» **Texte**:
En conséquence de ce qui précède,

-Dire et juger irrecevables et mal fondées les contestations de la société PARIS CHARENTON et valider ses mémoires,

-Condamner la société PARIS CHARENTON à lui payer :

-la somme principale de 102 308.12 euros TTC avec intérêts au taux appliqué par la Banque centrale européenne à son opération de refinancement la plus récente majoré de 10 points de pourcentage à compter du 28 janvier 2015 sur la somme de 79 915.45 euros et du 31 mars 2015 sur la somme de 22 392.67 euros,

-la somme de 10 000 euros à titre de dommages et intérêts,

-la somme de 8 000 euros sur le fondement de l’article 700 du code de procédure civile.

Condamner la société PARIS CHARENTON aux entiers dépens de la procédure.

Par dernières conclusions signifiées le 19 octobre 2018, la société PARIS CHARENTON (SCI) demande à la cour de :

Sur la confirmation du jugement entrepris en ce qu’il a rejeté la demande en paiement de la société RIDORET MENUISERIE au titre du solde de ses marchés,

-Constater que la norme AFNOR n’est pas applicable au marché signé entre les parties ;

-Dire et Juger que les mémoires de la société RIDORET MENUISERIE ne revêtent pas de caractère définitif;

-Dire et juger que les articles 84 et 84 (sic) du CCG relatifs à la procédure de règlement des comptes sont valides ;

-Constater que la société RIDORET MENUISERIE a exécuté avec retard les travaux qui lui ont été confiés, qu’elle n’a pas procédé à la levée des réserves dans les délais impartis par le CCG et qu’elle ne justifie pas avoir procédé à la levée des réserves dans leur intégralité,

-Dire et juger que la société PARIS CHARENTON est bien fondée à soulever une exception d’inexécution compte tenu des manquements de la société RIDORET MENUISERIE,

-Dire et juger que la société PARIS CHARENTON ne peut pas se libérer des sommes qui resteraient à devoir au titre des marchés dès lors que la société RIDORET MENUISERIE n’a pas remis les quitus relatifs au compte prorata, le contrat d’entretien des ouvrages réalisés, la justification des primes d’assurance correspondant aux travaux exécutés, le procès-verbal des levées de réserves,

-Dire et juger, en tout état de cause, que seuls les décomptes définitifs versés au débat par la société PARIS CHARENTON peuvent servir de base à la détermination des sommes qui resteraient dues à la société RIDORET MENUISERIE ;

En conséquence :

-Confirmer le jugement entrepris en ce qu’il a rejeté la demande en paiement formée par la société RIDORET MENUISERIE à hauteur de la somme de 102.308,12 euros ;

Sur la confirmation du jugement entrepris en ce qu’il a rejeté la demande en dommages-intérêts pour résistance abusive de la société RIDORET MENUISERIE :

-Constater que la société RIDORET MENUISERIE ne justifie et ne rapporte ni la preuve d’un préjudice ni la preuve d’un abus de la part de la société PARIS CHARENTON ;

-Dire et juger que la résistance abusive alléguée par la société RIDORET MENUISERIE à l’encontre de la société PARIS CHARENTON n’est pas établie ;

En conséquence :

-Confirmer le jugement entrepris en ce qu’il a rejeté la demande en dommages-intérêts pour résistance abusive à hauteur de 10.000 euros,

-Condamner la société RIDORET MENUISERIE à lui verser la somme de 10 000 euros en application des dispositions de l’article 700 du code de procédure civile.

» **Données fournies**:
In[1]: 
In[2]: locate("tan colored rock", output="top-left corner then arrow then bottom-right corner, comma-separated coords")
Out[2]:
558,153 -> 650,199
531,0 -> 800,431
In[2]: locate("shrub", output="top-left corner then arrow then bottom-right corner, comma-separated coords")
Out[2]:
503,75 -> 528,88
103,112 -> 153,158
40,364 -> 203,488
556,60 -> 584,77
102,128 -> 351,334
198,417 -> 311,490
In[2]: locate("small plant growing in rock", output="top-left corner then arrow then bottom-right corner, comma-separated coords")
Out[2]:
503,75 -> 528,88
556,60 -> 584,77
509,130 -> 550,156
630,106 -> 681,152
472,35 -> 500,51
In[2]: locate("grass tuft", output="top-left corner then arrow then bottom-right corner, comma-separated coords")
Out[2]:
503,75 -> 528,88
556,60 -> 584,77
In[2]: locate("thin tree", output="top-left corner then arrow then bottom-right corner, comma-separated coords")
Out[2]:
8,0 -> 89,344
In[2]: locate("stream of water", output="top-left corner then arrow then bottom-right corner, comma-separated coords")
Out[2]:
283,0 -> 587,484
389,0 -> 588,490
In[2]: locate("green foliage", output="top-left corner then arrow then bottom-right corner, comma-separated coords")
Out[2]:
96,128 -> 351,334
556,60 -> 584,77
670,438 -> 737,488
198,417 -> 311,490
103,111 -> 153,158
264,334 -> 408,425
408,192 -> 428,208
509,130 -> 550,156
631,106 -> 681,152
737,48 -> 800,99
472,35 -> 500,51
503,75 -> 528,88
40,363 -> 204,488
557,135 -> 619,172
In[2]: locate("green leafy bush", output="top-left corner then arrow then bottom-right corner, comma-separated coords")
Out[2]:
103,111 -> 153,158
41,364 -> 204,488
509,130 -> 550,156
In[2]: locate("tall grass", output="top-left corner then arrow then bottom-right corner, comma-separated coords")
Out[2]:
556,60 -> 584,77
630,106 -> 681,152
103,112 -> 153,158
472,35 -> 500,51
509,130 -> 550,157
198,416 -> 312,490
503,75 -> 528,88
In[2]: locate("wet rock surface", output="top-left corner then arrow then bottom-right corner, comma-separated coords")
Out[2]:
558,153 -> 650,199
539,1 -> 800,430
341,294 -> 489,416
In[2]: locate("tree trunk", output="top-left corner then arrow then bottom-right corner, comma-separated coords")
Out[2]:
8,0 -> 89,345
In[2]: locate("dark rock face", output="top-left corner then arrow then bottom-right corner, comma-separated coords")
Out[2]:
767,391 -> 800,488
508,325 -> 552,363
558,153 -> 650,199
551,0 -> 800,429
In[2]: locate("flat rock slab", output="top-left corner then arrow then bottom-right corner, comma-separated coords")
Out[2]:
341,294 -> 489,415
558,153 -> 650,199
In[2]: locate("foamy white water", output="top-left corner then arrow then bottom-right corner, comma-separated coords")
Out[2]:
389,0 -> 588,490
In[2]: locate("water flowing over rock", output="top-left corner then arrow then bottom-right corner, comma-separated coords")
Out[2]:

» **Exercice court**: Reproduisez à l'identique, s'il vous plaît, le passage du texte qui commence à « -Dire et juger irrecevables » et se termine à « fondement de l’article 700 du code de procédure civile. ». Les enregistrements n'ont aucun lien avec le texte.

» **Résultat attendu**:
-Dire et juger irrecevables et mal fondées les contestations de la société PARIS CHARENTON et valider ses mémoires,

-Condamner la société PARIS CHARENTON à lui payer :

-la somme principale de 102 308.12 euros TTC avec intérêts au taux appliqué par la Banque centrale européenne à son opération de refinancement la plus récente majoré de 10 points de pourcentage à compter du 28 janvier 2015 sur la somme de 79 915.45 euros et du 31 mars 2015 sur la somme de 22 392.67 euros,

-la somme de 10 000 euros à titre de dommages et intérêts,

-la somme de 8 000 euros sur le fondement de l’article 700 du code de procédure civile.